God’s mercy was poured out on all mankind at the cross. Amnesty (a full pardon) was given to everyone. Now, all people have to do is turn to Jesus and receive that pardon. His Spirit brings that pardon and then stays with us. Mankind is once again united with the Father! We can now enjoy the Fellowship of the Trinity forever.

Abba, thinking of You as my Heavenly Father is pretty easy because I had a great dad. I know that lots of people don’t have that privilege. Thank you. I trust in Your love and I respect Your discipline. You love me as Your son. May all my readers realize that You love them and have their best interests at Your heart. You are trustworthy, and You are worth getting to know.
Reveal Yourself to me, Abba. I love You. Amen.

Proverbs 3 1-3-22

Bartimaeus recognized that he was blind. How could he not? So, what’s our excuse?

21 My child, do not lose sight of these–keep sound wisdom and discretion, 22 and they will be life for your soul and adornment for your neck.

**Collected material**
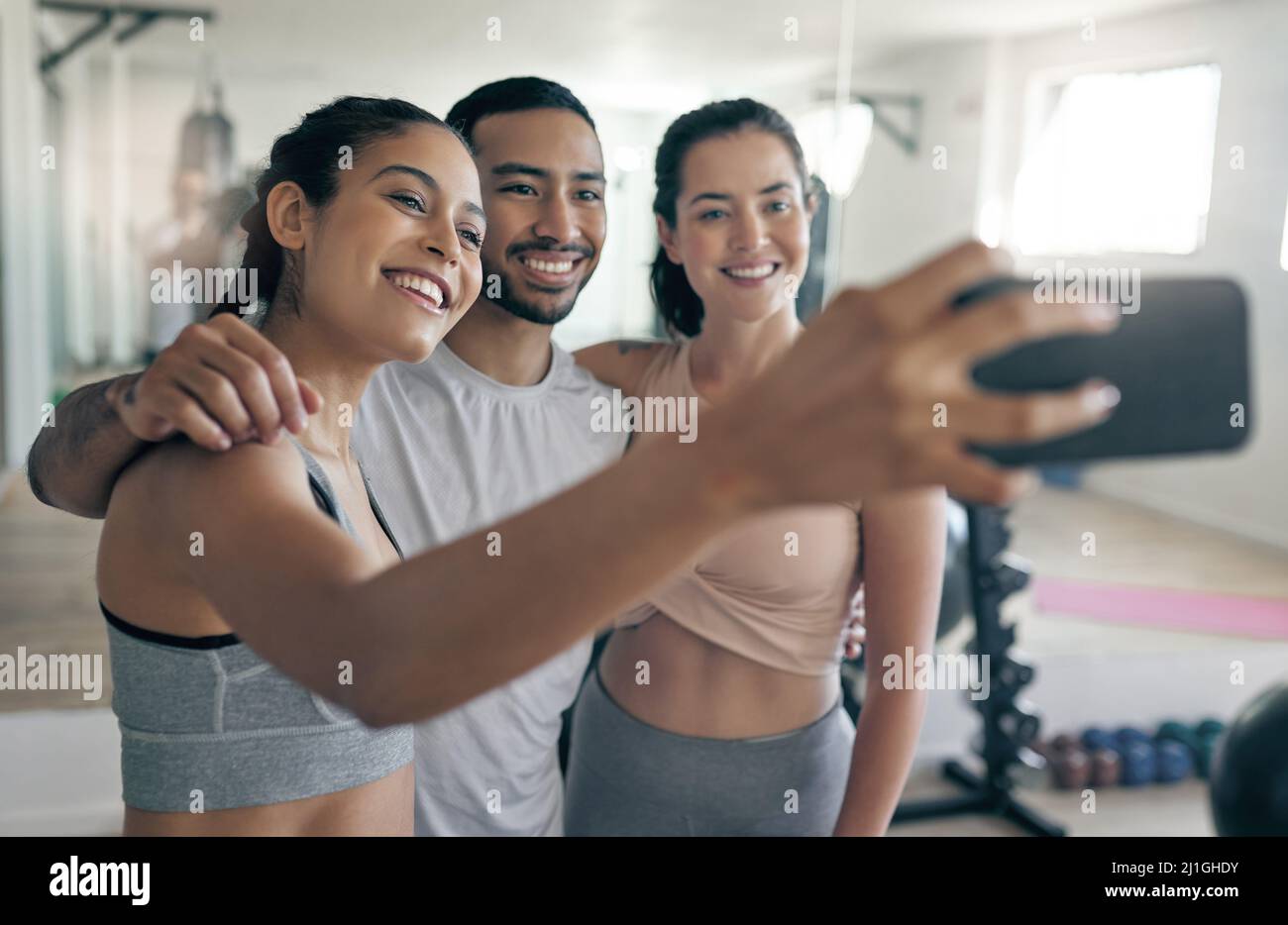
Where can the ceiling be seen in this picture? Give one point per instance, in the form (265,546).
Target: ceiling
(635,52)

**What to work on**
a. In the devotional's prayer addressed to Abba, list every verb that comes directly after the word "I."
b. Write a continuation of the devotional on God's mercy, starting after the Proverbs verses that close it.
The material has no connection to the devotional.

**Answers to the exercise**
a. had, know, trust, respect, love

b.
Bartimaeus understood that he was physically blind. He and his friend recognized that Jesus could heal them. They were, therefore, invested in Jesus. They probably had no qualms accepting Him as Messiah–even in the face of His torture and crucifixion. To hear that Jesus was back from the dead would seem quite plausible to one whose eyes had been healed, or legs had been strengthened, or had been dead and was raised from the dead by Him. These folks would be the ones who had experiential faith, which would be even stronger than the faith of the apostles (Mark 16:14), who saw these healings, but didn’t experience them personally.

Spiritual blindness goes back a long way. Look at the message given to Isaiah in 6:9-10 to deliver to the Israelites,

And He said, “Go, and tell this people:
‘Keep on listening, but do not understand;
And keep on looking, but do not gain knowledge.’
10 Make the hearts of this people insensitive,
Their ears dull,
And their eyes blind,
So that they will not see with their eyes,
Hear with their ears,
Understand with their hearts,
And return and be healed.”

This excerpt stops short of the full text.